Request 1: Duplicate the stretch of the mercury(II) oxide example from "Calculate the standard" through "under standard conditions?".
Request 2: In the mercury(II) oxide example's data table, what standard entropy value is listed for O2(g)?

Extract:
Example 16.8: Calculation of \(ΔG298°\)

Consider the decomposition of yellow mercury(II) oxide.

\(\ce{HgO(s,yellow)}\)\(\ce{->}\)\(\ce{Hg(l)}\)\(\ce{ + }\)\(\ce{1/2O2(g)}\)\(\ce{ }\)

Calculate the standard free energy change at room temperature, \(ΔG298°\), using (a) standard free energies of formation and (b) standard enthalpies of formation and standard entropies. Do the results indicate the reaction to be spontaneous or nonspontaneous under standard conditions?

Solution

The required data are available in Appendix G and are shown here.

Compound	\(\mathrm{ΔGf°(kJ/mol)}\)	\(\mathrm{ΔHf°}\) (kJ/mol)	\(\ce{S298}\) (J/(K mol))
\(\ce{HgO}\) (s, yellow)	-58.43	-90.46	71.13
\(\ce{Hg(l)}\)	0	0	75.9
\(\ce{O2(g)}\)	0	0	205.2

(a) Using free energies of formation

\(ΔG298° = \mathrm{∑νGS298°} \cdot \mathrm{products} - ∑νΔG298° \cdot \mathrm{reactants}\)

\(ΔG298°_{\mathrm{\ce{HgO(s,yellow)}}}\) \(= -58.43\ \frac{\mathrm{kJ}}{\mathrm{mol}}\)

\(ΔG298°_{\mathrm{\ce{->}}}\) \(= -ΔG298°_{\mathrm{\ce{HgO(s,yellow)}}}\)

\(\ \ \ =58.43\ \frac{\mathrm{kJ}}{\mathrm{mol}}\)

(b) Using enthalpies and entropies of formation:

\(ΔH298° = ∑νΔH298° \cdot \mathrm{products} - ∑νΔH298° \cdot \mathrm{reactants}\)

\(ΔH298°_{\mathrm{\ce{HgO(s,yellow)}}}\) \(= -90.46\ \frac{\mathrm{kJ}}{\mathrm{mol}}\)

\(ΔH298°_{\mathrm{\ce{->}}}\) \(= -ΔH298°_{\mathrm{\ce{HgO(s,yellow)}}}\)

\(\ \ \ =90.46\ \frac{\mathrm{kJ}}{\mathrm{mol}}\)

\(ΔS298° = ∑νΔS298° \cdot \mathrm{products} - ∑νΔS298° \cdot \mathrm{reactants}\)

\(ΔS298°_{\mathrm{\ce{Hg(l)}}}\) \(= 75.9\ \frac{\mathrm{J}}{\mathrm{mol}\ \mathrm{K}}\)

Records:
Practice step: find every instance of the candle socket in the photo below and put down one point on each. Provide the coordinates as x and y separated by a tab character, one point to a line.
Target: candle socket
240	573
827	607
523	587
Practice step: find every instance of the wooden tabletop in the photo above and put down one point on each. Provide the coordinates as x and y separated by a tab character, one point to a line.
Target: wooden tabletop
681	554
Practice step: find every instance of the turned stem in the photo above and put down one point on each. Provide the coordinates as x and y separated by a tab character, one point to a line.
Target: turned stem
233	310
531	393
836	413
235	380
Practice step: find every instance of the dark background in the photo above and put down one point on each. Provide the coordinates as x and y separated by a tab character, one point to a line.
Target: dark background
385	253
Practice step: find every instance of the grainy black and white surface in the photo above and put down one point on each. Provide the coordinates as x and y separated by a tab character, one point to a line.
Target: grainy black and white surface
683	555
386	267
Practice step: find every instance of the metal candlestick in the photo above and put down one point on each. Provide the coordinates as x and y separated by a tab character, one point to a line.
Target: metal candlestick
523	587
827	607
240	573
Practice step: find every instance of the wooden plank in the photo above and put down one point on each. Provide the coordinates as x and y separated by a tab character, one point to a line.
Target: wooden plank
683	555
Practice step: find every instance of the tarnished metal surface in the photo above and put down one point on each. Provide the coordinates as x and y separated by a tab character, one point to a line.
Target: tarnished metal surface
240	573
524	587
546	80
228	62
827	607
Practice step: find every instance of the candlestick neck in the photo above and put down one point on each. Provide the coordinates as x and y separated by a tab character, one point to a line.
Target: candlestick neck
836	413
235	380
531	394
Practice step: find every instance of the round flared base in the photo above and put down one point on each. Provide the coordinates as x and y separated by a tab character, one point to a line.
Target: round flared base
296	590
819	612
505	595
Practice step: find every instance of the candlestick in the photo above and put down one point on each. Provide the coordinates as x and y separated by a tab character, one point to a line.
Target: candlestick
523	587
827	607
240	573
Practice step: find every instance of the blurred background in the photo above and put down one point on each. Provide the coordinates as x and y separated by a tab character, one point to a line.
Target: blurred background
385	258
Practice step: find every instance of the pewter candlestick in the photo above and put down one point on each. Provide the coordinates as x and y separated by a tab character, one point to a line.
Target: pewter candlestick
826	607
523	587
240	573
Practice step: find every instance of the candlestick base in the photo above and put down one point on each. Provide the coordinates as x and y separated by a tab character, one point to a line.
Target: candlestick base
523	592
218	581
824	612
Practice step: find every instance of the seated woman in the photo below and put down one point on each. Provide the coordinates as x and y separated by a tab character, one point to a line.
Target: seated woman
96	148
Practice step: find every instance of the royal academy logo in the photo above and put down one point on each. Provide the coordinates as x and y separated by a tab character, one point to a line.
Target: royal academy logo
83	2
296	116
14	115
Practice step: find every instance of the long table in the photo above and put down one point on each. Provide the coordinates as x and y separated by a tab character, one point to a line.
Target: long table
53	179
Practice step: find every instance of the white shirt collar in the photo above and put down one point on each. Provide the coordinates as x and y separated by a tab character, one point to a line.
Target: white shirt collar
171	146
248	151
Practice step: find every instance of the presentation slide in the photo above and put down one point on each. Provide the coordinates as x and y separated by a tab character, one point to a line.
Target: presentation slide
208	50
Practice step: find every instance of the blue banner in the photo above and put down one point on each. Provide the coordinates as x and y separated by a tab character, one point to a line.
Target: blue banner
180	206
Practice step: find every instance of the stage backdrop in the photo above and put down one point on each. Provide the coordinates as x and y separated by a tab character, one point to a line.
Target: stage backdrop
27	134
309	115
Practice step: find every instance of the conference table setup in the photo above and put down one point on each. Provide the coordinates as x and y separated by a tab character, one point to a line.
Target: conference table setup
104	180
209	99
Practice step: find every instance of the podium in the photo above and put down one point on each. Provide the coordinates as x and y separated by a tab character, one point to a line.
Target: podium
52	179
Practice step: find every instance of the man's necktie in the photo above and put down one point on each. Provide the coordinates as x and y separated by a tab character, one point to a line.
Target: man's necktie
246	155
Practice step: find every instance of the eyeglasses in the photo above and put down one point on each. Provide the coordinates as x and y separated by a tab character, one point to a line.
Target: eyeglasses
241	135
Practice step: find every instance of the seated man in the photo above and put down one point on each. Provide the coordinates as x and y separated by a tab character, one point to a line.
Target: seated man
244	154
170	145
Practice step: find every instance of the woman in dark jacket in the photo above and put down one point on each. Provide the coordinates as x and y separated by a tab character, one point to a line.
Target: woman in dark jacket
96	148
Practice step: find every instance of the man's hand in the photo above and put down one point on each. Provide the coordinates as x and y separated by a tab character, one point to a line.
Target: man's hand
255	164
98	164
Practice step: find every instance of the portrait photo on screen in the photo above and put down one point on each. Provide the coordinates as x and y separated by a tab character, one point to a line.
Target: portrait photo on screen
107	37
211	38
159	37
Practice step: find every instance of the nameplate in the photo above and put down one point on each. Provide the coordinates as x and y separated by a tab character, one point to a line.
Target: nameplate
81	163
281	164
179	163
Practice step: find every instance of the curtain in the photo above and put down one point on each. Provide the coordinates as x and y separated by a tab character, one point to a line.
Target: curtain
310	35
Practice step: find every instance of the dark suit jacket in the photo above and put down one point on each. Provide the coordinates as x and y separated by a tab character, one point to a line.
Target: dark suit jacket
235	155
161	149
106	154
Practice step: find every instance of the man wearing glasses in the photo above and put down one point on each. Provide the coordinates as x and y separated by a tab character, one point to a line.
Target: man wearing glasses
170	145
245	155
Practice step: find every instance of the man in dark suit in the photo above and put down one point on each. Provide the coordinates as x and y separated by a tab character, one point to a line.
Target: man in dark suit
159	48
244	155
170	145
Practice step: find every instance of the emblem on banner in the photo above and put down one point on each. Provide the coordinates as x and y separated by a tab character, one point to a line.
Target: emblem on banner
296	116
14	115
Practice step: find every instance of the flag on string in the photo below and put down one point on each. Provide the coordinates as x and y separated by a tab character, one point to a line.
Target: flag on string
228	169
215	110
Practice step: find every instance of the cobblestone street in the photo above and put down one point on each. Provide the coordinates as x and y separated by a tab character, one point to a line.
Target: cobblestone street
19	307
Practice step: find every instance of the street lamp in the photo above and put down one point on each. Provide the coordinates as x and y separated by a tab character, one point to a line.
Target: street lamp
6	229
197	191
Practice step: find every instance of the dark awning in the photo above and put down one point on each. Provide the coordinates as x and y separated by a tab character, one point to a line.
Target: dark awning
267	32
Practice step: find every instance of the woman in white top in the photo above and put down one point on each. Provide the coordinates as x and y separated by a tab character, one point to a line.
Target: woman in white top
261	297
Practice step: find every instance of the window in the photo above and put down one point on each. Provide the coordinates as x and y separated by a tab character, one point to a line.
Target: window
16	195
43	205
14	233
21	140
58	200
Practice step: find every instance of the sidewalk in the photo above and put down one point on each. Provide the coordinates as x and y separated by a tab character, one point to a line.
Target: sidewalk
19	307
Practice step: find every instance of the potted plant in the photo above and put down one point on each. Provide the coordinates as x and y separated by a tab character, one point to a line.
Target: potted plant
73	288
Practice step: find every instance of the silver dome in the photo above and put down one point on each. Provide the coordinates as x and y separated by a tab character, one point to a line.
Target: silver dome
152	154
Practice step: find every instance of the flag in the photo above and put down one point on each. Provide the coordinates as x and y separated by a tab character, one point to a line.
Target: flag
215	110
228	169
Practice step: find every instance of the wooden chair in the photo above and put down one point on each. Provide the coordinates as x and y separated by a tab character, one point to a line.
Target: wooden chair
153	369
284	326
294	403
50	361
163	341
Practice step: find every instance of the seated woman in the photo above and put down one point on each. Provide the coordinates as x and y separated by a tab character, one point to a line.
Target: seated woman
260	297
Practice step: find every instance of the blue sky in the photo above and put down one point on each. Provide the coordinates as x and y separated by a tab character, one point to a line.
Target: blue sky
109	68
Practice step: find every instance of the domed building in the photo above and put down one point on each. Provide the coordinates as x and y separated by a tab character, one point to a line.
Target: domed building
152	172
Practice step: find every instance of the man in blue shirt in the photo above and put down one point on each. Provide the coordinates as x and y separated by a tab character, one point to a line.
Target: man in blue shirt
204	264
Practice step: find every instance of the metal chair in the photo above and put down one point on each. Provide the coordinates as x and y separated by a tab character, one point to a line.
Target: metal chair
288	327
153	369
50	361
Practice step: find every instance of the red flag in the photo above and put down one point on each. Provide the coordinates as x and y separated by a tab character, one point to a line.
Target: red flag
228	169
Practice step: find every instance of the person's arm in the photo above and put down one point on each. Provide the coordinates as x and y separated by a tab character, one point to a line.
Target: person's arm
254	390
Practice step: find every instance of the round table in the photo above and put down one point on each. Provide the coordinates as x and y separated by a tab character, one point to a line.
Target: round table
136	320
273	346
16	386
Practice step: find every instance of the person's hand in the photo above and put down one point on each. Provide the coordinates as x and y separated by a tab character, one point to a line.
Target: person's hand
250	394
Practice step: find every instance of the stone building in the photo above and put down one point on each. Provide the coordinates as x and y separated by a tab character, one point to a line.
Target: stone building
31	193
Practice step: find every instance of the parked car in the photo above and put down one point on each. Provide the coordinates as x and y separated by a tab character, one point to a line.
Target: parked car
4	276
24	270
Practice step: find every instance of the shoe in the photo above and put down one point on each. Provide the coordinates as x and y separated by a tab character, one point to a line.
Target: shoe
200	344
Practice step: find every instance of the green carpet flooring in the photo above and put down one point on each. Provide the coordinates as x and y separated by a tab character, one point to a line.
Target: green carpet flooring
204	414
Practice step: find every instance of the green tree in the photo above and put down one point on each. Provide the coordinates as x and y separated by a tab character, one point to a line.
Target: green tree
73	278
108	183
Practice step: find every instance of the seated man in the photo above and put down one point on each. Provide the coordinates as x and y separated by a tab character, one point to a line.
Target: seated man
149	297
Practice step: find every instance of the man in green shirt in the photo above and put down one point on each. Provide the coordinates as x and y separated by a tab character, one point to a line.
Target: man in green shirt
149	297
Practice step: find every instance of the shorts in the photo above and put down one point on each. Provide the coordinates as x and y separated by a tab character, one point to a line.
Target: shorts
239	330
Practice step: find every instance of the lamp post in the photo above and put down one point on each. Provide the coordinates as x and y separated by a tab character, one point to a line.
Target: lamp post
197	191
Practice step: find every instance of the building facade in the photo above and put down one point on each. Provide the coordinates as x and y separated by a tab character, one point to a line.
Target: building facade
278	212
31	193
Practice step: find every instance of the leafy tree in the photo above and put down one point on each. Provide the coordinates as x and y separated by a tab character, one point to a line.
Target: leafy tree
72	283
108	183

Solution 1:
Calculate the standard free energy change at room temperature, \(ΔG298°\), using (a) standard free energies of formation and (b) standard enthalpies of formation and standard entropies. Do the results indicate the reaction to be spontaneous or nonspontaneous under standard conditions?

Solution 2: 205.2 J/(K mol)